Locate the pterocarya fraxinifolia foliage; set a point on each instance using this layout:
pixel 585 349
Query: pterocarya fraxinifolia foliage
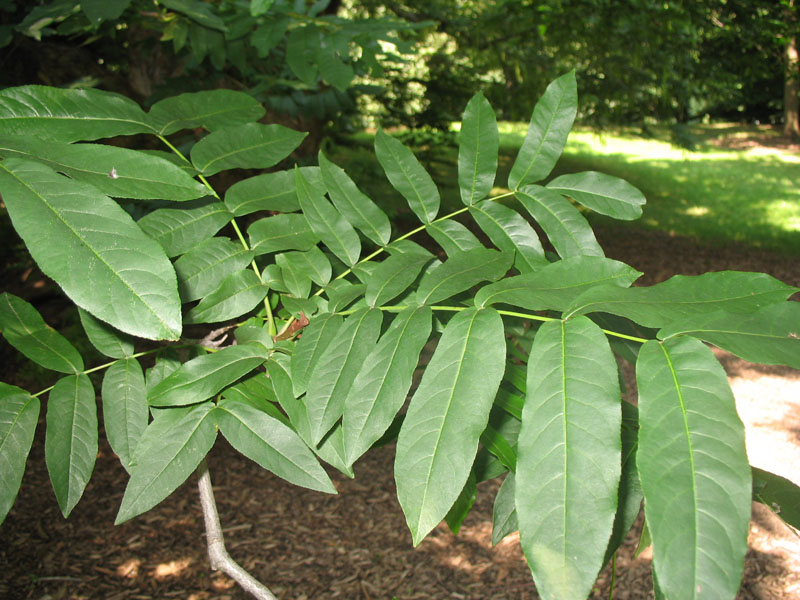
pixel 330 309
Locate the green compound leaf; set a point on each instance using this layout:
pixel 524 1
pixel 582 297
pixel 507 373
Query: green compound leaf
pixel 393 276
pixel 361 212
pixel 125 412
pixel 453 237
pixel 510 233
pixel 312 346
pixel 91 247
pixel 23 327
pixel 211 109
pixel 169 450
pixel 478 144
pixel 685 297
pixel 504 513
pixel 248 146
pixel 547 134
pixel 19 413
pixel 325 221
pixel 382 384
pixel 68 115
pixel 408 176
pixel 271 191
pixel 332 379
pixel 105 338
pixel 202 269
pixel 567 229
pixel 602 193
pixel 568 457
pixel 446 416
pixel 460 272
pixel 239 293
pixel 116 172
pixel 555 286
pixel 272 445
pixel 770 336
pixel 71 441
pixel 204 376
pixel 779 494
pixel 179 230
pixel 693 469
pixel 281 232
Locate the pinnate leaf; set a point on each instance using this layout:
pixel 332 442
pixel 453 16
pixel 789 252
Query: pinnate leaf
pixel 478 144
pixel 568 457
pixel 19 413
pixel 91 247
pixel 71 441
pixel 353 204
pixel 125 411
pixel 204 376
pixel 408 176
pixel 272 445
pixel 68 115
pixel 238 294
pixel 684 297
pixel 179 230
pixel 555 286
pixel 547 134
pixel 603 193
pixel 116 172
pixel 383 381
pixel 248 146
pixel 567 229
pixel 210 109
pixel 446 416
pixel 24 328
pixel 693 469
pixel 169 450
pixel 460 272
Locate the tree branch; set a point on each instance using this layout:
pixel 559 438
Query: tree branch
pixel 217 554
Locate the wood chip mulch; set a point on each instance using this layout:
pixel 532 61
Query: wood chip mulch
pixel 305 545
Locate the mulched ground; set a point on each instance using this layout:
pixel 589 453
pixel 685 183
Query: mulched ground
pixel 355 545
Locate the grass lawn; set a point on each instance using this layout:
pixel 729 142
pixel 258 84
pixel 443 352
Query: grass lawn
pixel 743 196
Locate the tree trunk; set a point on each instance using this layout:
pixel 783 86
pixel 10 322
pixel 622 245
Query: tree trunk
pixel 791 90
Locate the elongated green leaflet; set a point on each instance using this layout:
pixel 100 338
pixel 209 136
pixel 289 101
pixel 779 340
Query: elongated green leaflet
pixel 446 416
pixel 248 146
pixel 210 109
pixel 354 205
pixel 553 287
pixel 125 411
pixel 682 297
pixel 547 133
pixel 770 335
pixel 204 376
pixel 68 115
pixel 169 451
pixel 478 144
pixel 23 327
pixel 567 229
pixel 116 172
pixel 71 441
pixel 568 457
pixel 693 469
pixel 332 379
pixel 272 445
pixel 19 413
pixel 408 176
pixel 383 381
pixel 602 193
pixel 91 247
pixel 331 227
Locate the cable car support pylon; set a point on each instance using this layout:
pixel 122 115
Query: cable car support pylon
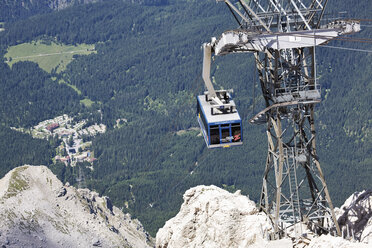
pixel 283 35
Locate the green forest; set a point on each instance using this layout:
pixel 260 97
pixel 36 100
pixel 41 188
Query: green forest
pixel 147 69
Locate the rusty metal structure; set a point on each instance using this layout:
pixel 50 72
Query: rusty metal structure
pixel 283 35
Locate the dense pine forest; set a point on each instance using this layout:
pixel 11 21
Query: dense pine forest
pixel 147 69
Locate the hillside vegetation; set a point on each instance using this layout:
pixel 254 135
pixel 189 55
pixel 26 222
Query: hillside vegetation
pixel 147 71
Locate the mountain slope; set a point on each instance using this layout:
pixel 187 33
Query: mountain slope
pixel 36 210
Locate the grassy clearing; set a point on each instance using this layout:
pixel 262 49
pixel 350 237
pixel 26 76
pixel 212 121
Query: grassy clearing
pixel 70 85
pixel 48 55
pixel 87 102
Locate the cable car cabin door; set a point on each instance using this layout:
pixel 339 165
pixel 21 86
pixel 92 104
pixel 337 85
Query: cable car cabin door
pixel 225 134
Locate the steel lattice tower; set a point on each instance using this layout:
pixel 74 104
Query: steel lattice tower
pixel 283 35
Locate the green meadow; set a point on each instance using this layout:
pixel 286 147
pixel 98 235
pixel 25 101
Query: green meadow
pixel 48 55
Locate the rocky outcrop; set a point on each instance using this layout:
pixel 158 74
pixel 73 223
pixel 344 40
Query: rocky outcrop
pixel 354 216
pixel 212 217
pixel 37 210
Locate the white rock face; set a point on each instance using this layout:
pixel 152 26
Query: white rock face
pixel 354 216
pixel 36 210
pixel 213 217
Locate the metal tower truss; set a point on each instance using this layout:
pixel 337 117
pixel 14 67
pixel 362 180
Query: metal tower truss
pixel 283 35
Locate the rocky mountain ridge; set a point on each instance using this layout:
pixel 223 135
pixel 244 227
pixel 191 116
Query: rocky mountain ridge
pixel 213 217
pixel 37 210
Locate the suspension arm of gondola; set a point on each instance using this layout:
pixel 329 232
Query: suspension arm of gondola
pixel 232 12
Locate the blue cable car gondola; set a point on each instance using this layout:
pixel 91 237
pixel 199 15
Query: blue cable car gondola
pixel 220 127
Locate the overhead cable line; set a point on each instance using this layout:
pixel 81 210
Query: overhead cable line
pixel 347 48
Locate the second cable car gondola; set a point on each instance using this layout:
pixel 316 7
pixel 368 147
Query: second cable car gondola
pixel 221 126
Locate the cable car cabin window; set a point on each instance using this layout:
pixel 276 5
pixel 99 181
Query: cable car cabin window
pixel 225 134
pixel 236 132
pixel 215 134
- - -
_Problem_.
Recast every line of the listing above as a JSON list of strings, one string per line, with blank lines left out. Omit the picture markers.

_Solution to this task_.
[
  "Locate the pterocarya fraxinifolia foliage; set a point on each instance using this layout:",
  "pixel 585 349",
  "Query: pterocarya fraxinifolia foliage",
  "pixel 330 309",
  "Locate the green compound leaf; set a point on each instance using this layout:",
  "pixel 524 1",
  "pixel 582 297",
  "pixel 507 373",
  "Query: green compound leaf",
  "pixel 393 276",
  "pixel 361 212",
  "pixel 125 412",
  "pixel 453 237",
  "pixel 510 233",
  "pixel 312 346",
  "pixel 91 247",
  "pixel 23 327",
  "pixel 211 109",
  "pixel 169 450",
  "pixel 478 144",
  "pixel 685 297",
  "pixel 504 513",
  "pixel 248 146",
  "pixel 547 134",
  "pixel 19 413",
  "pixel 325 221",
  "pixel 382 384",
  "pixel 68 115",
  "pixel 408 176",
  "pixel 271 191",
  "pixel 332 379",
  "pixel 105 338",
  "pixel 202 269",
  "pixel 567 229",
  "pixel 602 193",
  "pixel 568 457",
  "pixel 446 416",
  "pixel 460 272",
  "pixel 239 293",
  "pixel 116 172",
  "pixel 555 286",
  "pixel 272 445",
  "pixel 770 336",
  "pixel 71 441",
  "pixel 204 376",
  "pixel 779 494",
  "pixel 179 230",
  "pixel 693 469",
  "pixel 281 232",
  "Locate the pinnate leaf; set a point on each instance using this layout:",
  "pixel 332 442",
  "pixel 453 16",
  "pixel 789 252",
  "Query: pinnate leaf",
  "pixel 478 144",
  "pixel 568 457",
  "pixel 19 413",
  "pixel 91 247",
  "pixel 71 441",
  "pixel 353 204",
  "pixel 125 411",
  "pixel 204 376",
  "pixel 408 176",
  "pixel 272 445",
  "pixel 68 115",
  "pixel 238 294",
  "pixel 684 297",
  "pixel 179 230",
  "pixel 555 286",
  "pixel 547 134",
  "pixel 603 193",
  "pixel 116 172",
  "pixel 383 381",
  "pixel 248 146",
  "pixel 567 229",
  "pixel 210 109",
  "pixel 446 416",
  "pixel 24 328",
  "pixel 693 469",
  "pixel 169 450",
  "pixel 460 272",
  "Locate the tree branch; set a point on each instance using this layout:",
  "pixel 559 438",
  "Query: tree branch",
  "pixel 217 554",
  "Locate the wood chip mulch; set a point on each instance using this layout:",
  "pixel 532 61",
  "Query: wood chip mulch",
  "pixel 305 545",
  "Locate the mulched ground; set a point on each instance using this layout:",
  "pixel 589 453",
  "pixel 685 183",
  "Query: mulched ground",
  "pixel 355 545",
  "Locate the grass lawn; set a point on each instance using this layout:",
  "pixel 729 142",
  "pixel 258 84",
  "pixel 443 352",
  "Query: grass lawn",
  "pixel 743 196",
  "Locate the tree trunk; set a point on each instance using this layout:",
  "pixel 783 86",
  "pixel 10 322",
  "pixel 622 245",
  "Query: tree trunk",
  "pixel 791 90",
  "Locate the elongated green leaflet; set a point on each instance using this layout:",
  "pixel 100 338",
  "pixel 209 136",
  "pixel 289 101",
  "pixel 779 340",
  "Query: elongated green leaflet",
  "pixel 446 416",
  "pixel 248 146",
  "pixel 210 109",
  "pixel 354 205",
  "pixel 553 287",
  "pixel 125 411",
  "pixel 682 297",
  "pixel 547 133",
  "pixel 770 335",
  "pixel 204 376",
  "pixel 68 115",
  "pixel 169 451",
  "pixel 478 144",
  "pixel 23 327",
  "pixel 567 229",
  "pixel 116 172",
  "pixel 71 441",
  "pixel 568 457",
  "pixel 693 469",
  "pixel 332 379",
  "pixel 272 445",
  "pixel 19 413",
  "pixel 408 176",
  "pixel 383 381",
  "pixel 602 193",
  "pixel 91 247",
  "pixel 331 227",
  "Locate the cable car support pylon; set a point on each instance using this layout:",
  "pixel 122 115",
  "Query: cable car support pylon",
  "pixel 283 35",
  "Locate the green forest; set a point on each instance using this layout:",
  "pixel 260 97",
  "pixel 36 100",
  "pixel 41 188",
  "Query: green forest",
  "pixel 147 69",
  "Locate the rusty metal structure; set a point on each instance using this layout:",
  "pixel 50 72",
  "Query: rusty metal structure",
  "pixel 283 35",
  "Locate the dense pine forest; set a point on each instance using this layout:",
  "pixel 11 21",
  "Query: dense pine forest",
  "pixel 147 69",
  "Locate the hillside vegetation; set a point on each instance using this layout:",
  "pixel 254 135",
  "pixel 189 55",
  "pixel 26 222",
  "Query: hillside vegetation",
  "pixel 147 71",
  "Locate the mountain slope; set a point on each instance using this layout:",
  "pixel 187 33",
  "Query: mountain slope",
  "pixel 36 210",
  "Locate the grassy clearing; set a point on each instance using this layout:",
  "pixel 262 49",
  "pixel 350 237",
  "pixel 26 76",
  "pixel 212 121",
  "Query: grassy clearing",
  "pixel 70 85",
  "pixel 48 55",
  "pixel 87 102",
  "Locate the cable car cabin door; set a point on each instance using this layout:",
  "pixel 339 165",
  "pixel 21 86",
  "pixel 92 104",
  "pixel 337 85",
  "Query: cable car cabin door",
  "pixel 225 134",
  "Locate the steel lattice tower; set a point on each instance using this layout:",
  "pixel 74 104",
  "Query: steel lattice tower",
  "pixel 283 35",
  "Locate the green meadow; set a point on each instance using this layout:",
  "pixel 286 147",
  "pixel 98 235",
  "pixel 25 101",
  "Query: green meadow",
  "pixel 48 55",
  "Locate the rocky outcrop; set a point on each instance using this layout:",
  "pixel 158 74",
  "pixel 73 223",
  "pixel 344 40",
  "Query: rocky outcrop",
  "pixel 354 216",
  "pixel 212 217",
  "pixel 37 210",
  "Locate the white rock face; set a point on each instance using this layout:",
  "pixel 152 26",
  "Query: white rock face",
  "pixel 354 216",
  "pixel 36 210",
  "pixel 213 217",
  "Locate the metal tower truss; set a point on each instance using this layout:",
  "pixel 337 117",
  "pixel 14 67",
  "pixel 362 180",
  "Query: metal tower truss",
  "pixel 283 35",
  "Locate the rocky mountain ridge; set a point on each instance using this layout:",
  "pixel 223 135",
  "pixel 244 227",
  "pixel 191 116",
  "Query: rocky mountain ridge",
  "pixel 213 217",
  "pixel 37 210",
  "Locate the suspension arm of gondola; set a point on each instance using this layout:",
  "pixel 329 232",
  "Query: suspension arm of gondola",
  "pixel 232 12",
  "Locate the blue cable car gondola; set a point on each instance using this layout:",
  "pixel 91 237",
  "pixel 199 15",
  "Query: blue cable car gondola",
  "pixel 220 127",
  "Locate the overhead cable line; set a point on each instance using this layout:",
  "pixel 81 210",
  "Query: overhead cable line",
  "pixel 347 48",
  "Locate the second cable car gondola; set a point on each instance using this layout:",
  "pixel 316 7",
  "pixel 368 147",
  "Query: second cable car gondola",
  "pixel 221 126",
  "Locate the cable car cabin window; set a point on each instance using this layout:",
  "pixel 276 5",
  "pixel 99 181",
  "Query: cable car cabin window",
  "pixel 225 134",
  "pixel 236 132",
  "pixel 215 134"
]